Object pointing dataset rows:
>>>>>
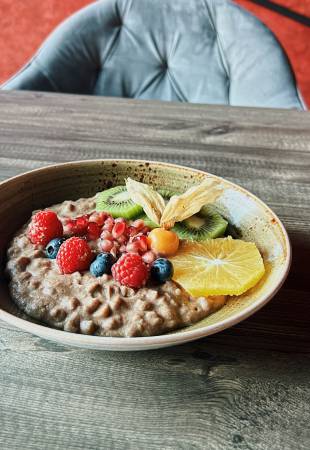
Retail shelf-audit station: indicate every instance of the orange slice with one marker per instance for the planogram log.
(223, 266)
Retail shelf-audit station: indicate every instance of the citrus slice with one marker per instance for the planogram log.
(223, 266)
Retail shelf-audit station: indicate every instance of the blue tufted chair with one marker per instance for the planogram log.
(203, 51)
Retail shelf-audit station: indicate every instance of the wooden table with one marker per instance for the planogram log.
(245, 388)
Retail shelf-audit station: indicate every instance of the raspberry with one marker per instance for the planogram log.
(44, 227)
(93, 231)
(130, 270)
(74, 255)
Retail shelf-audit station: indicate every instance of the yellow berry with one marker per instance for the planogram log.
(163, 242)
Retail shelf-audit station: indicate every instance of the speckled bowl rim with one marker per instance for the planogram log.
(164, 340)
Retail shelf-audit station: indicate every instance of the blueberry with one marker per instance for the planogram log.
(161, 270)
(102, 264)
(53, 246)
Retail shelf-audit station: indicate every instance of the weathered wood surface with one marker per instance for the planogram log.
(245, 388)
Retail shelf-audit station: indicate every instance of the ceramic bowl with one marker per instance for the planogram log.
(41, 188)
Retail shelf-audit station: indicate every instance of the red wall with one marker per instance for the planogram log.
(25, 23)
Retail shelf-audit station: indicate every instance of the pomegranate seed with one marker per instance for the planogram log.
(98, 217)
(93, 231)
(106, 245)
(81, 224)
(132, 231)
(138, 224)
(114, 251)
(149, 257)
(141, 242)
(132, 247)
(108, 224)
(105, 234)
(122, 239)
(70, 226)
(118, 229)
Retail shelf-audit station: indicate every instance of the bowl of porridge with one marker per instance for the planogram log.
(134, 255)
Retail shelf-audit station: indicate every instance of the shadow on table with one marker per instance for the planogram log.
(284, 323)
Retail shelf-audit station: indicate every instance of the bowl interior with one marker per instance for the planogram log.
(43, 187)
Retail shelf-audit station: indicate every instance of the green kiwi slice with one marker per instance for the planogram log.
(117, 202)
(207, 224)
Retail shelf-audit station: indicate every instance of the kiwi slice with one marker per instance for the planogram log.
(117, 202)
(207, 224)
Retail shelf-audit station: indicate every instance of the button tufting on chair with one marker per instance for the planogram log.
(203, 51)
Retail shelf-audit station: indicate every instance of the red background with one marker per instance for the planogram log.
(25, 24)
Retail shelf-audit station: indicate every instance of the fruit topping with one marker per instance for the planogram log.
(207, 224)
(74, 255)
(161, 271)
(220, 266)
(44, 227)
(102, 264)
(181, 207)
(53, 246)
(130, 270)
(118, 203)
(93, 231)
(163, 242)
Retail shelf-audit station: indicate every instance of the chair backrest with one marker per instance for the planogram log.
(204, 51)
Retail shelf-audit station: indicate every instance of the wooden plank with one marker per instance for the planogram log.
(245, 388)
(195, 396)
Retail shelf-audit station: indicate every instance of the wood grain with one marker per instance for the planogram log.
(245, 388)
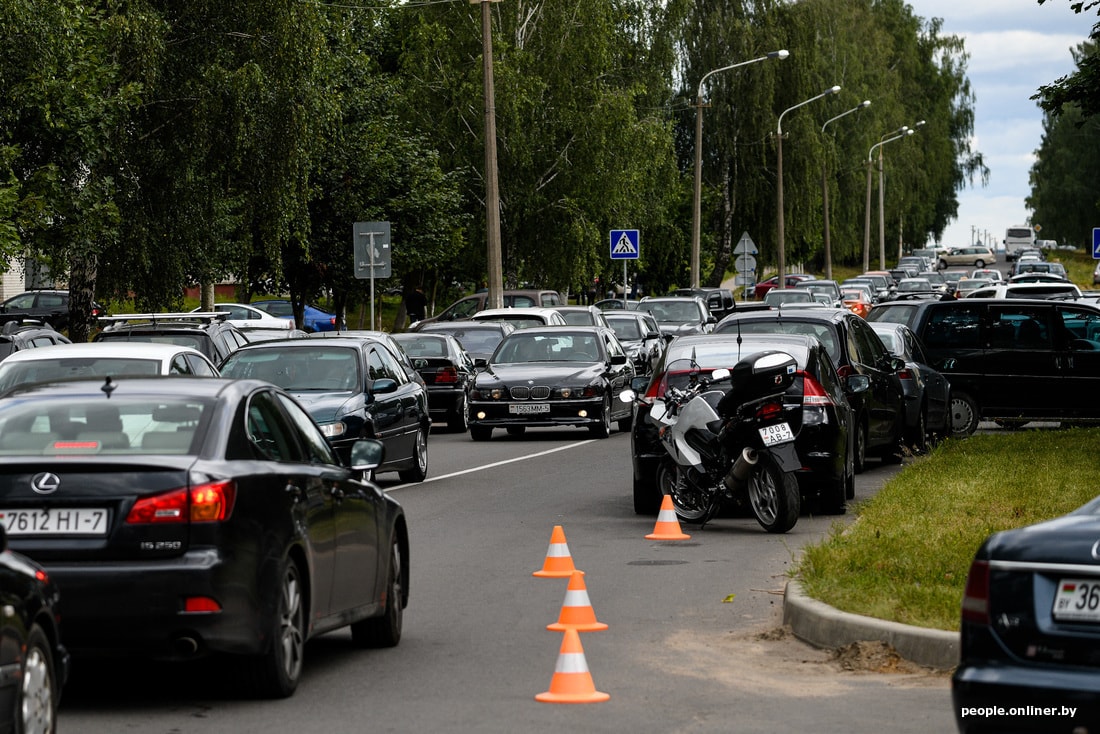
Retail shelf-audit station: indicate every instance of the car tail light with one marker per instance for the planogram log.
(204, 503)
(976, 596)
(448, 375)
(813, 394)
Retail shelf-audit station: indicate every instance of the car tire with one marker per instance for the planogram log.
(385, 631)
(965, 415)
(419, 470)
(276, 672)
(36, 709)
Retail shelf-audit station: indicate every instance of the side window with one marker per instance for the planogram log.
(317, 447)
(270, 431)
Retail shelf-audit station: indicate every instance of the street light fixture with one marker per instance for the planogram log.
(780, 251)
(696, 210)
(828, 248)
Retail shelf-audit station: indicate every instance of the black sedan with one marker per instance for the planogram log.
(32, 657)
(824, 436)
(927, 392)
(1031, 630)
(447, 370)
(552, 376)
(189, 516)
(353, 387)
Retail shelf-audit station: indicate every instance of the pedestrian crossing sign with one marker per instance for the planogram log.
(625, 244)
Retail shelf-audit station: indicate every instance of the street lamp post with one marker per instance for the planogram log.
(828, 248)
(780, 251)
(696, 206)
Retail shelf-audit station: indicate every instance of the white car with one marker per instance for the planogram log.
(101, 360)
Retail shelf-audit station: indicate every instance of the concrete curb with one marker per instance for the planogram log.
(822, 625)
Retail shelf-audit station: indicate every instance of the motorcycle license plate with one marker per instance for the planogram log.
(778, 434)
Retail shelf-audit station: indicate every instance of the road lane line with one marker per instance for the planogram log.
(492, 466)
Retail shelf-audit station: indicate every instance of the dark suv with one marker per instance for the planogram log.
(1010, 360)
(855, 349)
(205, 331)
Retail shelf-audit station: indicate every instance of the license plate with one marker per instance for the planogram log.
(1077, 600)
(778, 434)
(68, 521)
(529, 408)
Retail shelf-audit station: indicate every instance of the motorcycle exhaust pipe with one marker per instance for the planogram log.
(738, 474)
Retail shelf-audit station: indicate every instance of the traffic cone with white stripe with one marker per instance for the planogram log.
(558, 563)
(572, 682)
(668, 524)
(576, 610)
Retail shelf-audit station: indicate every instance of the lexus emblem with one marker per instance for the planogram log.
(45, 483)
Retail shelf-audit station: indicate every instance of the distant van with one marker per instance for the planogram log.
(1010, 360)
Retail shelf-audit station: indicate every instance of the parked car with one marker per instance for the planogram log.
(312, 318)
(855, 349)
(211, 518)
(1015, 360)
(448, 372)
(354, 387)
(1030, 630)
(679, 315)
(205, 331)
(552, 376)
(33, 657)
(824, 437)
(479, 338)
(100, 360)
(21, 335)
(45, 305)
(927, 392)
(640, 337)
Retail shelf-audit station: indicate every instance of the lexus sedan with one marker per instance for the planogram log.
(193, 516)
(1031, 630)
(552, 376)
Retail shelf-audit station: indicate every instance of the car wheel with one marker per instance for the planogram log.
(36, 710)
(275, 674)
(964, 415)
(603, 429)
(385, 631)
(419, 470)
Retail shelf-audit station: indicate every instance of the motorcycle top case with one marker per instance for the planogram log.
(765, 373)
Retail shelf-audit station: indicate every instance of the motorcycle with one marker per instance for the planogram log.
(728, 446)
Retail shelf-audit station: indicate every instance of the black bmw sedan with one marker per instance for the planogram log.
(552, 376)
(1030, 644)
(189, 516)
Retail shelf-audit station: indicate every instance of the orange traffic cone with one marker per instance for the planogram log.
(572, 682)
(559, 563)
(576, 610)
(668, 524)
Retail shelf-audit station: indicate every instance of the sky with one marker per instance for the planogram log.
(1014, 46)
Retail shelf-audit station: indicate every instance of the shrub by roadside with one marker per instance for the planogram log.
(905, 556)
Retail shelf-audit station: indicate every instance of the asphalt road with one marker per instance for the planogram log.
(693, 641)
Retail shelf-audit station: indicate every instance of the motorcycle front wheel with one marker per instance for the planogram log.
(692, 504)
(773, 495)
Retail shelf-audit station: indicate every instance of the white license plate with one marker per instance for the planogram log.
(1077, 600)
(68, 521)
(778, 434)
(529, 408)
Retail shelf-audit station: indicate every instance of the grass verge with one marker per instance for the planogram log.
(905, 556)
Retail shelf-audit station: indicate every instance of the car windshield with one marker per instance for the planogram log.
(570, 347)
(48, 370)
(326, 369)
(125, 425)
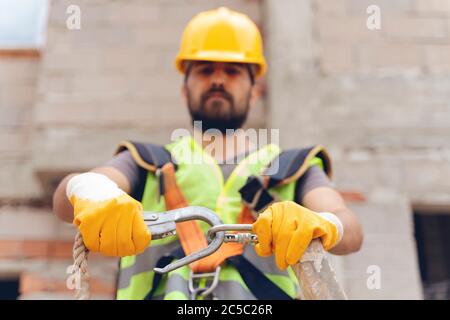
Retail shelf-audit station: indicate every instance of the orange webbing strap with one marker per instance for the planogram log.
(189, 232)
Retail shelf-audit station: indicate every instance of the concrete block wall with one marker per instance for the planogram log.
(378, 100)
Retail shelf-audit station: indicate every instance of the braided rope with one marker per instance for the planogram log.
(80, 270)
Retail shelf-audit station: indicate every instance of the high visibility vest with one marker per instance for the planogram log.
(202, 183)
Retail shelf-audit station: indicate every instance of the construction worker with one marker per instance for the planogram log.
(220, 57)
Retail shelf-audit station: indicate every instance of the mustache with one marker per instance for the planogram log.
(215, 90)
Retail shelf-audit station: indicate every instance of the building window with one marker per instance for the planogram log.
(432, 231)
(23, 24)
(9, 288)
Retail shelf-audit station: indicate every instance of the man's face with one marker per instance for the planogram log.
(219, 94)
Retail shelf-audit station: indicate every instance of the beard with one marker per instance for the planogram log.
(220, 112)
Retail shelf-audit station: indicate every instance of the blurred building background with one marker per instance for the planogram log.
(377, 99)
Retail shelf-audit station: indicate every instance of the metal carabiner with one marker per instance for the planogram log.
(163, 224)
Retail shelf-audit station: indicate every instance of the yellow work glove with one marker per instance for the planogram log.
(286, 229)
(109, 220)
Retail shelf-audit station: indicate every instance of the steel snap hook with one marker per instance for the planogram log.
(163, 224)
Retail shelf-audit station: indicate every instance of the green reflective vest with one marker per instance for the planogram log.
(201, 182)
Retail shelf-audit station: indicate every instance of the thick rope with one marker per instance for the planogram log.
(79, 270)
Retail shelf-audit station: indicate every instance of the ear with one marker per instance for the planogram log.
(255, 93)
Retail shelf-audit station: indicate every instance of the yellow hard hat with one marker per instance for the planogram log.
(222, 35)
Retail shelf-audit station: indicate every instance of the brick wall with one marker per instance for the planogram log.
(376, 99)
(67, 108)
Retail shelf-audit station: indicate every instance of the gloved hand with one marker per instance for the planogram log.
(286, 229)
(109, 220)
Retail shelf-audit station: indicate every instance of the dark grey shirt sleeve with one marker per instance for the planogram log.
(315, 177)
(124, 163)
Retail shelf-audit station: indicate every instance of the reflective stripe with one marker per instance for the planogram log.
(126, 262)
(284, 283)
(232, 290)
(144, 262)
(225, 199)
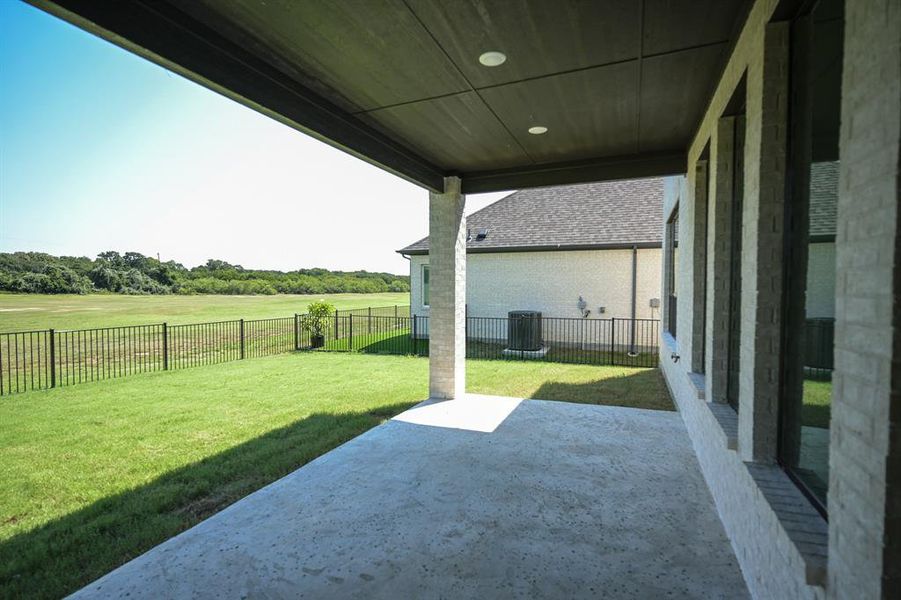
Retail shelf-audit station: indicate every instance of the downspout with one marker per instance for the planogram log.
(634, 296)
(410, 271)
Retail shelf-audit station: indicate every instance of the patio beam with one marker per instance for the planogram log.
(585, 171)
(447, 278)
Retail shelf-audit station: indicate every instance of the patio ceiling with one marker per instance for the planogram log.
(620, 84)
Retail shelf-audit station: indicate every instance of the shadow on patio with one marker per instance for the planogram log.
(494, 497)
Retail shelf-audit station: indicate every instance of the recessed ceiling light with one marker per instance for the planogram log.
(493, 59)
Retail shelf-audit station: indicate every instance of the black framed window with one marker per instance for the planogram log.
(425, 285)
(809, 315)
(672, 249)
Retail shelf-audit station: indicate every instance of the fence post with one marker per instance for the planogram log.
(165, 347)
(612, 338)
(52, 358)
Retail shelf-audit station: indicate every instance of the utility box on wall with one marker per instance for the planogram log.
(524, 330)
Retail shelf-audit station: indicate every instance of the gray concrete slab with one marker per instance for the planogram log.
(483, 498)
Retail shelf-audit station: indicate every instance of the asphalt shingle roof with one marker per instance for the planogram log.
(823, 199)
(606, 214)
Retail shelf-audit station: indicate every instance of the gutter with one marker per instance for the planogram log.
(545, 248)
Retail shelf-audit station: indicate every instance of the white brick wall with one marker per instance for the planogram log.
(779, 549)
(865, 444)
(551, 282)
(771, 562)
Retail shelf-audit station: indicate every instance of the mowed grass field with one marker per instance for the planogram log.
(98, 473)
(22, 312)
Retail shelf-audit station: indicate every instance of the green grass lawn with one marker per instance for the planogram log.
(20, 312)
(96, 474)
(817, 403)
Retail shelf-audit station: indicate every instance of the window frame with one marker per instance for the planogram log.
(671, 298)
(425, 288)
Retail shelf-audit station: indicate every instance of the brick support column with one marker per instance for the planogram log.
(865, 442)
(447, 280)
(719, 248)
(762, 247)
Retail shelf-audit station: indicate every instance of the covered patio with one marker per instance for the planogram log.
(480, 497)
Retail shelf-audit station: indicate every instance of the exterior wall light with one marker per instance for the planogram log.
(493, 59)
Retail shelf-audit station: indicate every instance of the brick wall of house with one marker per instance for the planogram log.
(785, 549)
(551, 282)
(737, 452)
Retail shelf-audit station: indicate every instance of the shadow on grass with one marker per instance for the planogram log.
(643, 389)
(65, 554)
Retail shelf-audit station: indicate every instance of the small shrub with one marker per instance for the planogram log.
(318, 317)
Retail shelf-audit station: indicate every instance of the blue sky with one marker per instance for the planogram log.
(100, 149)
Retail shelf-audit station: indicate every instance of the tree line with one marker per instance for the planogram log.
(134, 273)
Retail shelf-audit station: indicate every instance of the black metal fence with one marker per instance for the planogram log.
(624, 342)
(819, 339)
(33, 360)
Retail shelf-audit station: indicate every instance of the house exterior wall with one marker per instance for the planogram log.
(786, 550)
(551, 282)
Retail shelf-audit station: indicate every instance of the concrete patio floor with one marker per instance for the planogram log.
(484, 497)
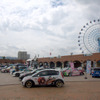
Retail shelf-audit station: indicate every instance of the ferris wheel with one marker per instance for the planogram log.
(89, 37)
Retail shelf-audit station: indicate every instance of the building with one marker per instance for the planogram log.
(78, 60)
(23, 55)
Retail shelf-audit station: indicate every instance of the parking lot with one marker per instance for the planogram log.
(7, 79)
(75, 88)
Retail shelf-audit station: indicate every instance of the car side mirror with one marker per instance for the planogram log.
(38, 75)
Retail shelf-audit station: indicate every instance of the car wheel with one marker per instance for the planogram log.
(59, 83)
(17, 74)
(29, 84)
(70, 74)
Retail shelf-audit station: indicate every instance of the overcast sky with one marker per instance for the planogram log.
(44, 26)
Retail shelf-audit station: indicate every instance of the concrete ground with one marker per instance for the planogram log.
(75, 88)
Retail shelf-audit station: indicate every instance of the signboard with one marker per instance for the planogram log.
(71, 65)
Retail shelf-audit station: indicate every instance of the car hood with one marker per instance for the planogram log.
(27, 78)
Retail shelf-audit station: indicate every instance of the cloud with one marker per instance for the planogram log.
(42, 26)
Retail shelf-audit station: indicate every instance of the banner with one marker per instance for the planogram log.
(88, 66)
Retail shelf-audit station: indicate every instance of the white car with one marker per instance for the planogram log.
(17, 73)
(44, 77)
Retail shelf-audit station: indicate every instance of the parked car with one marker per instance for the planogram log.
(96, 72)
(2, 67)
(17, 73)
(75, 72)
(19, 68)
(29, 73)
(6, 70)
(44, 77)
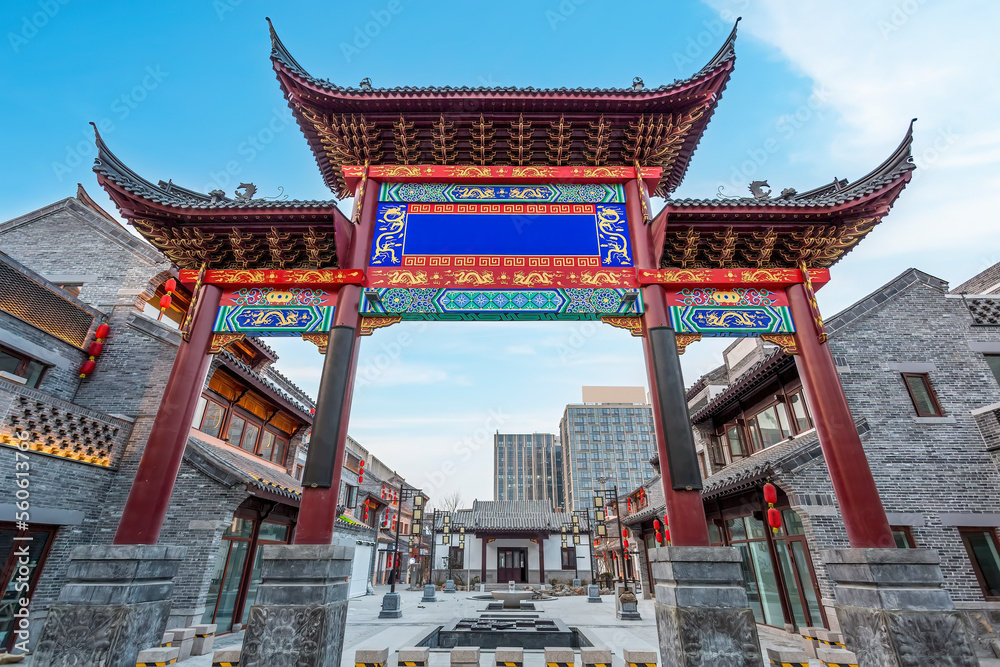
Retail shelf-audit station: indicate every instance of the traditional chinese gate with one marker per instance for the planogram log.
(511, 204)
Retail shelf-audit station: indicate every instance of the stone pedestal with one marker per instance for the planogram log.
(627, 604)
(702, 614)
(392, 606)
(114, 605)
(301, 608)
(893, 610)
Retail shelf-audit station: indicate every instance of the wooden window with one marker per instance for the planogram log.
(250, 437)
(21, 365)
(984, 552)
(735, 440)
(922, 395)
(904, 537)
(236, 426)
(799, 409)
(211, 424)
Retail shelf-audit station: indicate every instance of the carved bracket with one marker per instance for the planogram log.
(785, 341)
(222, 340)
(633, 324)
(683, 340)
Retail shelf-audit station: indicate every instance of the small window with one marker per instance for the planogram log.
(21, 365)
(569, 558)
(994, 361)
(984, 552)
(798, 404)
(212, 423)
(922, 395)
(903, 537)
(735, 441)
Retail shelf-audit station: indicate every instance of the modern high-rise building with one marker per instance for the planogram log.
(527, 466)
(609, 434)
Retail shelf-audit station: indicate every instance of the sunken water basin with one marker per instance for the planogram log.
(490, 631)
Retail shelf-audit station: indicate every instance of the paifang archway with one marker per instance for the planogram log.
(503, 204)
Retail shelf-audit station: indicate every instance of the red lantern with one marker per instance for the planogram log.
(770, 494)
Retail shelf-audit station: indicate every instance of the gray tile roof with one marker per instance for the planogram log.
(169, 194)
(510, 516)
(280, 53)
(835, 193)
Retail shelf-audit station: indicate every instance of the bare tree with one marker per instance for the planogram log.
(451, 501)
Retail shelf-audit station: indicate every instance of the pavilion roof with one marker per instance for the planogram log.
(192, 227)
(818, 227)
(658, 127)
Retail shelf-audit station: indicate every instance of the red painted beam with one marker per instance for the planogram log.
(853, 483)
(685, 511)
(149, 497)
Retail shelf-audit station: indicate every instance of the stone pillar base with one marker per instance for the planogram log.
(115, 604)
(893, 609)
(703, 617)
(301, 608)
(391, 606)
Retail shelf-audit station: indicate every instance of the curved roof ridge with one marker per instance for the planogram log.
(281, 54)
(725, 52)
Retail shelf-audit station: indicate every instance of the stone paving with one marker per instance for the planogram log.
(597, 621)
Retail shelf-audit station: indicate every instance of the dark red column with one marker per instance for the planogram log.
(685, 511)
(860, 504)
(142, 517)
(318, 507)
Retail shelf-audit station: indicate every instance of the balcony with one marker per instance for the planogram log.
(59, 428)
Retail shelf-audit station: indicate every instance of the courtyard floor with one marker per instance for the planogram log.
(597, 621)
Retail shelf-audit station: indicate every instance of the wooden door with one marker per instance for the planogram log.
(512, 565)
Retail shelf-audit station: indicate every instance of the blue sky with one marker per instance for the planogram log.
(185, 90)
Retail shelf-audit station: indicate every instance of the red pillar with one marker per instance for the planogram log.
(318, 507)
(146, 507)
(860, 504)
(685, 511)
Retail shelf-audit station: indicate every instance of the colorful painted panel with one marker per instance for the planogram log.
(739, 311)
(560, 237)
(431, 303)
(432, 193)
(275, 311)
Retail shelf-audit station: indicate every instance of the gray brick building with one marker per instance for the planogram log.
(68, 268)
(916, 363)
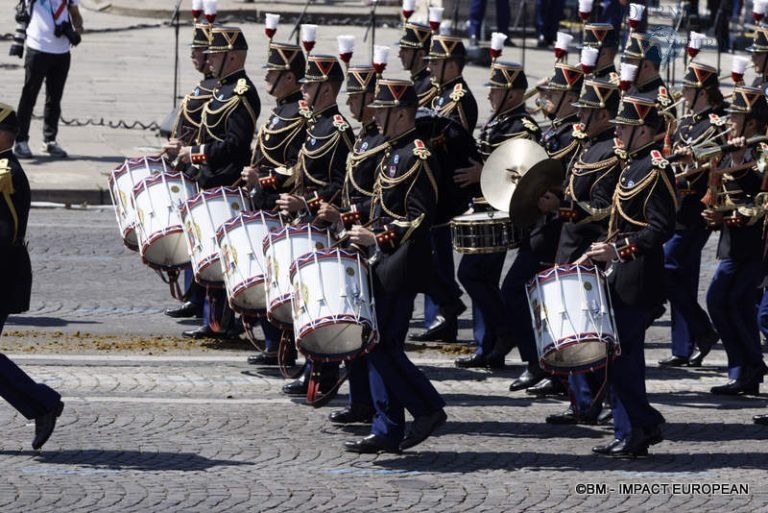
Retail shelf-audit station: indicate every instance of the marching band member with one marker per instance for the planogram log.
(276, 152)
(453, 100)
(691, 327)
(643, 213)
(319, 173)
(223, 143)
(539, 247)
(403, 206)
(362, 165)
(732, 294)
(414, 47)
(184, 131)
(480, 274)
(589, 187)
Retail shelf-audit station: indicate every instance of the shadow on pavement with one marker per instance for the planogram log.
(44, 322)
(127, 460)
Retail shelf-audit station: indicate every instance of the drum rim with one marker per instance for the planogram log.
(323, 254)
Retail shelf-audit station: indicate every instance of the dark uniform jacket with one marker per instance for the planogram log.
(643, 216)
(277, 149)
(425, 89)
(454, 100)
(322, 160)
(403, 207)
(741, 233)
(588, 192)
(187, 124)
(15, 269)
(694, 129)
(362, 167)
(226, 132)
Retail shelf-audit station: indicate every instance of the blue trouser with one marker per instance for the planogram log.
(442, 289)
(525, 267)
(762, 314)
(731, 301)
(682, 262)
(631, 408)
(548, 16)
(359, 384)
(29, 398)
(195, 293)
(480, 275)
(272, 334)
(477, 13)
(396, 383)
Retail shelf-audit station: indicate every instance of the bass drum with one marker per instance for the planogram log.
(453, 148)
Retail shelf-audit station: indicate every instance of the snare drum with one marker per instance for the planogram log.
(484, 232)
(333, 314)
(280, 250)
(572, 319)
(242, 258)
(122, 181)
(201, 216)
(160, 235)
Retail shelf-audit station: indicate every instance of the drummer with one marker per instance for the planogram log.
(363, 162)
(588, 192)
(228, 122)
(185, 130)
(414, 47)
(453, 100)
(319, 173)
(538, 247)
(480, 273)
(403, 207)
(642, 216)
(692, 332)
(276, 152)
<<<<<
#### INSTRUCTIONS FOR THE TASK
Starting at the line that contains "the gray brick", write out every line through the end of the entries, both ends included, without any pictures.

#### OUTPUT FOR THIS TASK
Retail shelf-audit station: indicate every instance of the gray brick building with one marker per instance for the planogram log.
(68, 268)
(916, 363)
Retail shelf-audit station: indicate every instance of the marching band member with one marker per instance for the planogram log.
(276, 152)
(453, 100)
(691, 327)
(643, 213)
(319, 173)
(223, 143)
(539, 247)
(403, 206)
(362, 165)
(732, 294)
(414, 47)
(184, 131)
(480, 274)
(589, 187)
Retail shelf-audit station: indicate every instance of the shadow on pavement with one marker per instance for the planogram log.
(44, 322)
(127, 460)
Retail shelf-audit station: indicate every instance of the drum rim with one marker per instance for the planogram log.
(323, 254)
Retail shelf-audit station: indicate every instance of the dark uniform jacket with one marker per instance for the planogram log.
(643, 216)
(277, 149)
(425, 89)
(454, 100)
(322, 160)
(403, 207)
(741, 233)
(588, 192)
(187, 124)
(15, 269)
(694, 129)
(362, 167)
(226, 132)
Retail shelf-audit station: indicate every instance of the blue trouser with one marker per instance for the planogram log.
(442, 289)
(525, 267)
(762, 314)
(731, 301)
(682, 262)
(631, 408)
(548, 16)
(359, 384)
(29, 398)
(195, 293)
(480, 275)
(272, 334)
(477, 13)
(396, 383)
Retail shelf-audit station: indicate every instance of the bass drum with one marker per instance for the planogram log.
(453, 148)
Retail shelf-audit station: indicate every instance of the snare drum with one marker per instance for the planogram log.
(484, 232)
(333, 314)
(280, 250)
(572, 319)
(242, 258)
(122, 181)
(201, 216)
(160, 235)
Retail shelf-audit station: indicate every instance of the drummer with one marker per instance for the planogram log.
(363, 162)
(588, 192)
(228, 122)
(185, 130)
(414, 47)
(453, 100)
(319, 173)
(538, 247)
(480, 273)
(403, 207)
(642, 216)
(692, 332)
(276, 152)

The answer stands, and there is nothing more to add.